[Location annotation dataset excerpts]
***

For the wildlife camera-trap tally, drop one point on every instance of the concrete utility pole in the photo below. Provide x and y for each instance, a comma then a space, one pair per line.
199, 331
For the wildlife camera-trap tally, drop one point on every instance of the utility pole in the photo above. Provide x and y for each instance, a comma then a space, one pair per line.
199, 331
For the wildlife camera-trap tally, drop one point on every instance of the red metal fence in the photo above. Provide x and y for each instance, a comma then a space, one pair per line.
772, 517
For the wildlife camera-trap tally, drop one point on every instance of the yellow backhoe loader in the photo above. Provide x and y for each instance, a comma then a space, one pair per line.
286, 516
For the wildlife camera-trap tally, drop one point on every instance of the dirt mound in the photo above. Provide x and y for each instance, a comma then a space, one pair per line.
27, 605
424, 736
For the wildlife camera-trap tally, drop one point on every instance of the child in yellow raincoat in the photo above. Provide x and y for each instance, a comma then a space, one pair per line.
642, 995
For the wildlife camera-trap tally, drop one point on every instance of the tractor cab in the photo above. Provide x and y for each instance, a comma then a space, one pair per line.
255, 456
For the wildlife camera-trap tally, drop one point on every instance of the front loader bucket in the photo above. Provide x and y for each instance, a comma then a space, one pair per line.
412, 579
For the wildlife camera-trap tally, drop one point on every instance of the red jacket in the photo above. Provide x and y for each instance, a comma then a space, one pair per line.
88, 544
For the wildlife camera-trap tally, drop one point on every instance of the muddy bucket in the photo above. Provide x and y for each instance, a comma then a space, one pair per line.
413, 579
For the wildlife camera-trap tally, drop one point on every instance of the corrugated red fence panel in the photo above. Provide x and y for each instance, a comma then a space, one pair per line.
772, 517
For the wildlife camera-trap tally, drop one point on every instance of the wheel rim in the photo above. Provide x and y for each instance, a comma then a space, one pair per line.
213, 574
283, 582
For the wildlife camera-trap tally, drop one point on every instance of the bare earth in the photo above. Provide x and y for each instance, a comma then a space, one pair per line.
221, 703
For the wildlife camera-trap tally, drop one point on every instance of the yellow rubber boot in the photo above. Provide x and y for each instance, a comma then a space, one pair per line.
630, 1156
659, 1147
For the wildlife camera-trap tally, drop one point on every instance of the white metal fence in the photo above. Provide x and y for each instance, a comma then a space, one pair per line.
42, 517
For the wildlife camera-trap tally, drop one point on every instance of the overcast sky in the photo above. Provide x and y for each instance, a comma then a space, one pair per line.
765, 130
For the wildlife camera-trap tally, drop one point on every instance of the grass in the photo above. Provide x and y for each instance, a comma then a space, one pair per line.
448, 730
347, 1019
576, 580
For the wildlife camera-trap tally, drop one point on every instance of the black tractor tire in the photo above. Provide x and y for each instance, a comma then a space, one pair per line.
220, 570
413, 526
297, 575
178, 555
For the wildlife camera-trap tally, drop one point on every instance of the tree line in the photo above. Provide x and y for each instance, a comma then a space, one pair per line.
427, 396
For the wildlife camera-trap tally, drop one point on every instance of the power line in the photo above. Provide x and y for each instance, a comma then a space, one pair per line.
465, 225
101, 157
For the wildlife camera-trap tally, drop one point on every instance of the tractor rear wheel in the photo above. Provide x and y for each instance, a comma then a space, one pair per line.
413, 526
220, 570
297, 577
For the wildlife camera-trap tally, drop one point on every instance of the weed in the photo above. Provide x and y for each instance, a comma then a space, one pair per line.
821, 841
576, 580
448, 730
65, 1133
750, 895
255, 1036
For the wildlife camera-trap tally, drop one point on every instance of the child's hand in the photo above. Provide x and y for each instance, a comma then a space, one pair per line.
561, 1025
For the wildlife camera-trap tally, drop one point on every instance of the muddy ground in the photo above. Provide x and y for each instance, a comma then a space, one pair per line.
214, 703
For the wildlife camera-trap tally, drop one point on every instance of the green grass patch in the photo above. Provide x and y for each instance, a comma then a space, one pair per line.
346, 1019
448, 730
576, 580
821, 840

***

(WHAT THE EXERCISE ASKS)
Each record must be repeated exactly as it is.

(TASK ANSWER)
For the wildlife camera-trap tally, drop one point on every instance of the concrete utility pole in the photo below. Provide x and y for each instance, a comma then a space, one pair per line.
199, 331
For the wildlife camera-trap tally, drop one point on every instance of the utility pole in the photo above. Provide x and y for each instance, a comma then a space, one pair per line.
199, 331
For the wildlife camera-trap tally, drop one point on every instance of the red metal fence in the photo above. Provide x and y for each instance, a comma then a space, one pair per line.
772, 517
For the wildlife camera-trap tally, drop one point on every instance of the yellow backhoe loader in the photo above. Provide x and y for each instance, a comma then a space, one pair per line.
286, 516
For the wildlife camera-trap tally, drop one point on every instance of the dirt mound in the photo above. Provide x and y for each instance, a comma then a space, one pair per line.
27, 605
424, 736
For the wildlife camera-trap tally, drop one point on every instance of the child in yellow raincoat in the photo above. Provide x and y for each instance, a comma then a space, one pair per line.
642, 995
For the wildlife camera-trap tally, drop one point on every instance of the tractor cab in the photo above. Provide x and y for each instance, a comma then a space, one pair per line.
255, 456
For the wildlife camera-trap tally, drop one point on every instance of the front loader bucket in the photo above. Provide x and y for each instance, a comma then a space, one pair per line.
412, 579
For the wildlife camera-trap tally, drop one point on every instance of the red jacket in the photo above. Provide x and y for each instance, a comma then a space, one pair per line.
88, 544
For the wildlife camera-trap tally, drop one point on every instance of the muddy bucket in the photo above. Provide x and y for each instance, a comma then a space, one pair per line.
413, 579
For the wildlife camera-trap tally, drop one point on every instance of the corrugated red fence panel in the photo above. Provide x and y for each instance, a comma then a space, one pair per line.
772, 517
For the wildlife camera-trap tally, drop one point on every instance of the wheel rim in the photo above. Provide x and y for each instance, a comma then a space, one pair per line.
213, 574
283, 582
For the wildlife camera-trap tally, drop one point on every instance of the bare earth in the photo above. Provide x and y for each instance, a comma then a space, one pair per line.
221, 703
For the wildlife camera-trap tally, drop one point on every instance of the yellow rubber boot in the photo above. Provide x and y for each instance, a comma then a space, one pair per line.
630, 1156
659, 1147
For the wildlife camera-trap tally, drop one point on every instance of the white metal fence in the photo above. Provide x and y for each instance, a comma then a space, one pair per line.
42, 517
For the wildlife camera-trap tally, drop one point on every instance of the overcast sky in the photo above. Provide x and y for each instance, a comma then a space, one pair per line.
765, 130
For the wildlife camera-trap tally, drop one point on every instance of the grass in the photo above. Provide x and y for each instance, a comma then a space, one pair per line.
448, 730
347, 1019
576, 580
For the wildlife camera-trap tally, drop one point on every instance of the black tractor tire in the photo above. Provide x and y for each instance, a comma then a space, one pair per line.
220, 570
413, 526
297, 575
178, 555
For the wildlife camera-trap tally, drop one point on every instance of the tree line in the photo above. Provide x and y for each instance, a comma then a space, one pair per line.
427, 396
For the wildlife camera-trap tally, drop one point on every instance of the power line in the photo above. Provide x and y for each instance, a comma then a space, one pair per line.
465, 225
101, 157
For the wildlife camera-trap tally, drop one point on every instance of the tractor rear wheel in the photo above. Provide x and y for each instance, a comma then a space, one pair per line.
413, 526
220, 570
297, 577
For the wildlife camera-trap tally, drop one point on every instance of the weed in the photo above. Provide x and y for each instance, a comma then a space, one pair per line.
821, 841
576, 580
448, 730
65, 1133
750, 895
255, 1036
For the wildlife camera-trap tally, drop one point on every instance of the child's hand in the photo above. Provide x and y for each instance, a comma then a space, one pair per line.
561, 1025
For the wildlife camera-trap tally, drop one point on every instance of the muddy ground in the photo above. Provide x and y for each instance, a comma then a space, one pair per line.
214, 703
For the wildlife camera-trap tally, drop one point on every instance of the green grass patch in the photo above. Provide x and y for each instance, a comma then a space, one pair per line.
346, 1019
448, 730
576, 580
821, 840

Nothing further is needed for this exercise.